*Page*
Although I had never heard of him before, Irish-born Graham Norton is a well-known television personality and cultural commentator in Britain. This status might have gained him some book sales in the European market, but it clearly didn’t influence my decision to pick up Holding at my local library and stick with it to the end. (I have a “50-page test.”  I assess each title that I start reading at the 50-page mark to decide if I want to invest more time it in. I abandon many, many books even before page 50. Holding easily passed this test.)

The epilogue of Holding contains suggestions that more adventures of Sergeant PJ Collins may be forthcoming. I hope Norton takes time from his television career to produce another PJ mystery. I’ll be on the lookout!

Two Mysteries in One

 Magpie Murders     Anthony Horowitz     (2017)

Anthony Horowitz was the screenwriter for one of my favorite British television series, Foyle’s War, so I was pleased to see his name as the author of a book—and a double mystery at that.

This is the way it works:  Magpie Murders is a mystery novel that bestselling fictional author Alan Conway submits to his fictional publisher in contemporary England. It’s supposed to be the ninth book in the series of cozy mysteries set in a quiet English village in the 1950s, with German-Greek Atticus Pünd as the brilliant detective. If you think that this sounds a lot like Agatha Christie’s Hercule Poirot, you’re right. Horowitz inserts an amazingly accurate simulation of a mystery from the golden age of British detective fiction into this novel. (For my blog post on golden-age British mysteries, click HERE.)

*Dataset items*

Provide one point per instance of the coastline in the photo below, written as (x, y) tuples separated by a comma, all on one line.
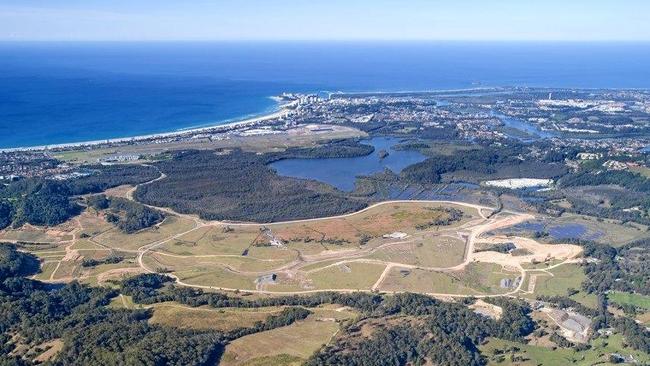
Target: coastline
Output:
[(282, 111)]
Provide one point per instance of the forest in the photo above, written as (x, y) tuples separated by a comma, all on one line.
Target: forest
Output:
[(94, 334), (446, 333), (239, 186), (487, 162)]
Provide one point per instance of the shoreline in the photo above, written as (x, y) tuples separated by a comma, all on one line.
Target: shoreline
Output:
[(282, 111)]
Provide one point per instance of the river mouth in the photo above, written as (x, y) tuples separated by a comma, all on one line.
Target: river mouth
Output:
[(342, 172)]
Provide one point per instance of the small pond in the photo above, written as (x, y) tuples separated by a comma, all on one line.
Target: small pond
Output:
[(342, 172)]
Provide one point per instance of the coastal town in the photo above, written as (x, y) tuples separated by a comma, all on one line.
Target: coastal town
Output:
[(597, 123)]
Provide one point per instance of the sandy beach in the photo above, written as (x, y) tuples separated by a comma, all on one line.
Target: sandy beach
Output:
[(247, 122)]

*Problems to work on*
- 1) According to the book review, why does the reviewer assess each title at the 50-page mark? Answer in one to three sentences.
- 2) Transcribe the book review from "Anthony Horowitz was" up to and including "mystery at that.".

*Answers to the exercises*
- 1) The reviewer uses this "50-page test" to decide whether to invest more time in the book. Many books are abandoned even before page 50, but Holding easily passed the test.

- 2)
Anthony Horowitz was the screenwriter for one of my favorite British television series, Foyle’s War, so I was pleased to see his name as the author of a book—and a double mystery at that.